**Assigned task:**
Each line that has the string "outline" must be copied from the records below.

**Records supplied:**
##########

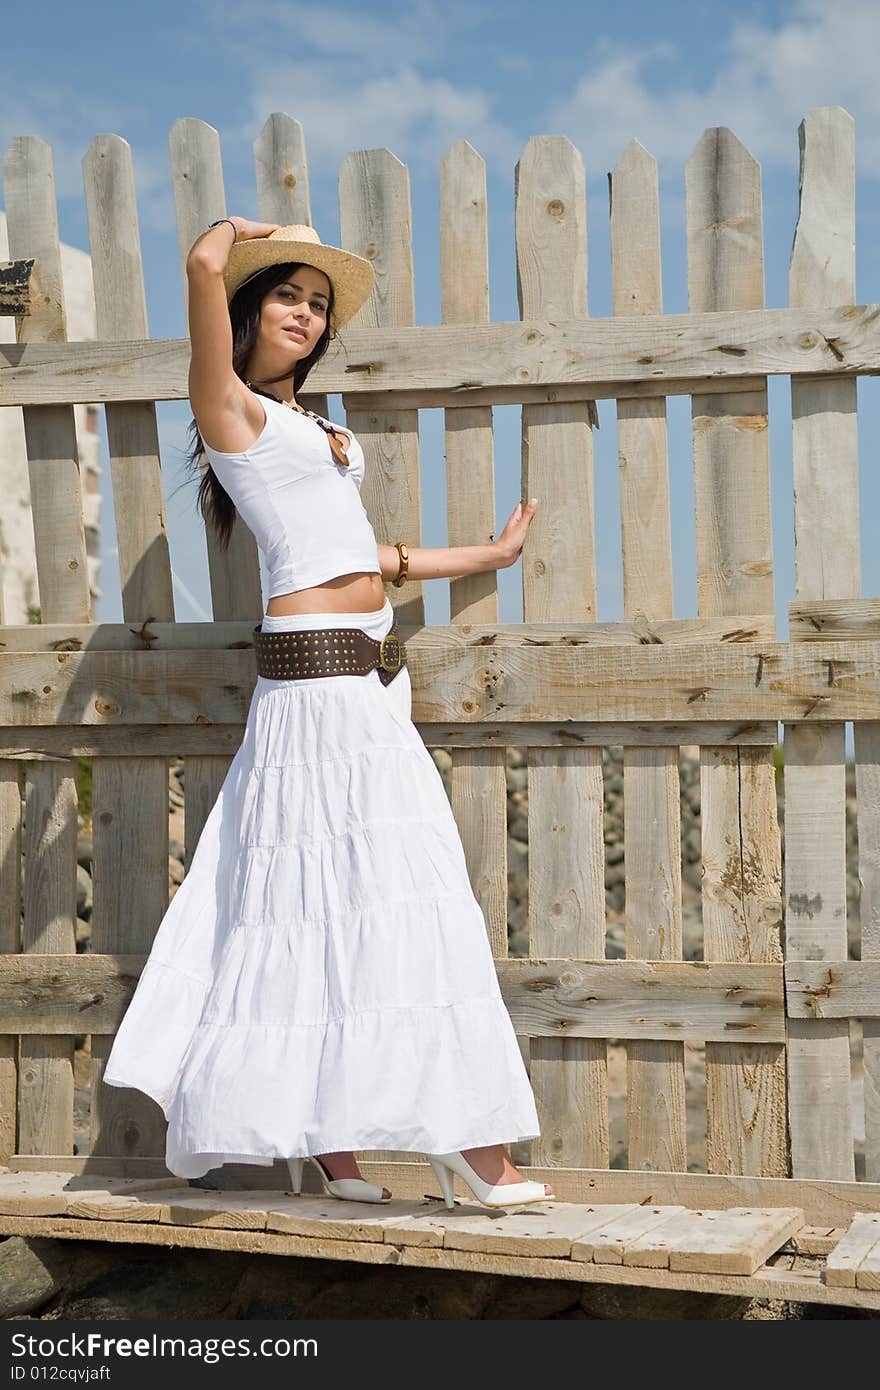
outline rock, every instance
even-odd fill
[[[76,949],[87,951],[92,944],[92,924],[83,917],[77,917],[76,925]]]
[[[481,1314],[484,1318],[558,1318],[580,1311],[583,1285],[574,1279],[525,1279],[506,1275]]]
[[[685,1289],[649,1289],[626,1284],[584,1284],[581,1308],[592,1318],[729,1319],[741,1318],[750,1300],[735,1294],[691,1293]]]
[[[78,917],[88,917],[92,910],[92,880],[82,864],[76,866],[76,912]]]
[[[42,1308],[63,1287],[67,1271],[58,1241],[10,1236],[0,1244],[0,1318]]]
[[[527,767],[509,767],[507,769],[507,790],[509,792],[519,792],[525,794],[528,791],[529,770]]]

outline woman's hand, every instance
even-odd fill
[[[269,236],[277,232],[280,222],[250,222],[246,217],[230,217],[235,227],[236,241],[252,241],[255,237]]]
[[[511,565],[516,564],[525,543],[526,532],[531,525],[532,518],[537,509],[537,497],[529,498],[525,506],[523,506],[522,502],[517,502],[507,525],[504,527],[497,541],[493,542],[499,554],[498,569],[508,569]]]

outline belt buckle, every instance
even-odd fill
[[[397,665],[396,665],[396,666],[389,666],[388,661],[386,660],[386,656],[385,656],[385,643],[386,643],[386,642],[396,642],[396,643],[397,643]],[[394,658],[392,657],[392,660],[393,660],[393,659],[394,659]],[[386,633],[385,633],[385,636],[382,638],[381,642],[379,643],[379,665],[382,667],[382,670],[383,670],[383,671],[390,671],[390,672],[392,672],[392,673],[395,673],[395,672],[399,671],[400,668],[401,668],[401,666],[403,665],[403,651],[402,651],[401,645],[400,645],[400,638],[398,637],[398,635],[397,635],[396,632],[386,632]]]

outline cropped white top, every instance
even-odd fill
[[[266,423],[249,449],[226,454],[202,442],[266,557],[268,597],[339,574],[381,574],[376,535],[361,501],[366,461],[358,440],[345,431],[349,463],[337,463],[316,420],[267,396],[258,400]]]

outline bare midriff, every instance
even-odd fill
[[[385,606],[385,585],[381,574],[359,571],[337,574],[311,589],[270,598],[266,614],[281,618],[291,613],[375,613]]]

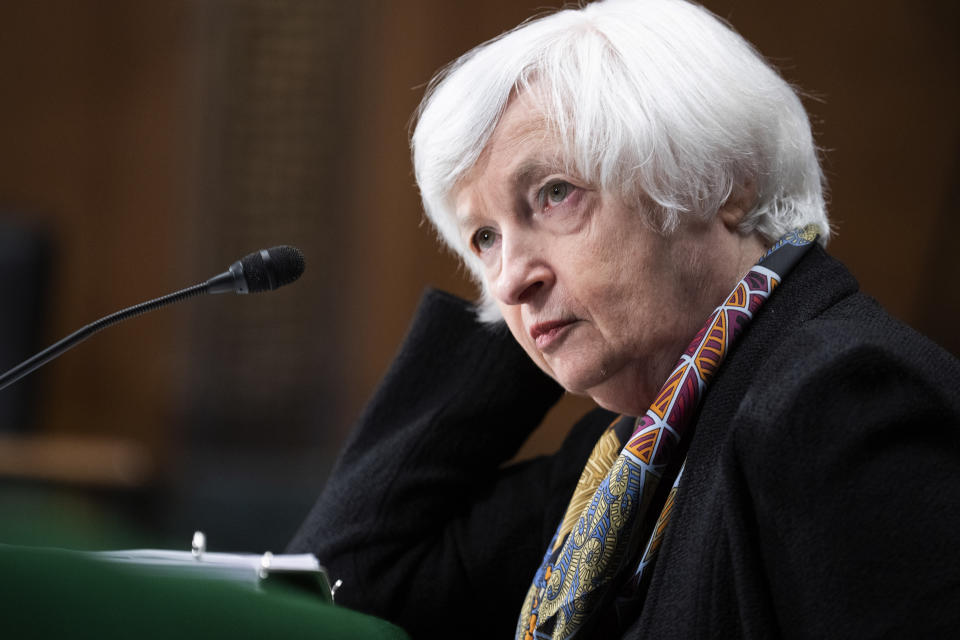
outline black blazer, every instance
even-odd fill
[[[620,637],[960,628],[960,363],[857,289],[814,248],[741,336]],[[560,393],[503,327],[428,293],[290,551],[414,638],[511,637],[615,417],[591,412],[555,455],[504,466]]]

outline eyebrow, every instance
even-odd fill
[[[525,196],[526,190],[531,184],[538,182],[541,177],[557,170],[557,166],[554,163],[538,159],[524,160],[513,171],[513,175],[510,176],[510,184],[515,193]],[[476,227],[481,217],[474,214],[472,207],[466,215],[460,215],[459,211],[455,212],[455,214],[457,227],[461,232],[470,231]]]
[[[453,211],[454,218],[456,220],[457,230],[460,235],[463,235],[465,233],[472,231],[475,227],[477,227],[480,224],[480,216],[478,216],[474,211],[475,211],[474,207],[471,206],[467,210],[467,213],[464,215],[464,214],[461,214],[460,207],[454,207],[454,211]]]
[[[557,167],[553,163],[544,162],[543,160],[525,160],[517,167],[516,171],[513,172],[511,182],[513,183],[514,189],[525,189],[531,183],[537,182],[541,176],[553,173],[556,170]]]

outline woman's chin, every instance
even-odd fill
[[[651,394],[643,385],[629,380],[622,371],[609,373],[591,369],[583,371],[554,370],[555,379],[568,393],[589,396],[600,407],[631,416],[646,412],[652,401]]]

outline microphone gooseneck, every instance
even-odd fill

##########

**Answer:**
outline rock, every instance
outline woman's hand, every instance
outline belt buckle, every instance
outline cropped white top, every instance
outline bare midriff, every instance
outline black blazer, every instance
outline eyebrow, every instance
outline woman's chin, every instance
outline microphone gooseneck, every instance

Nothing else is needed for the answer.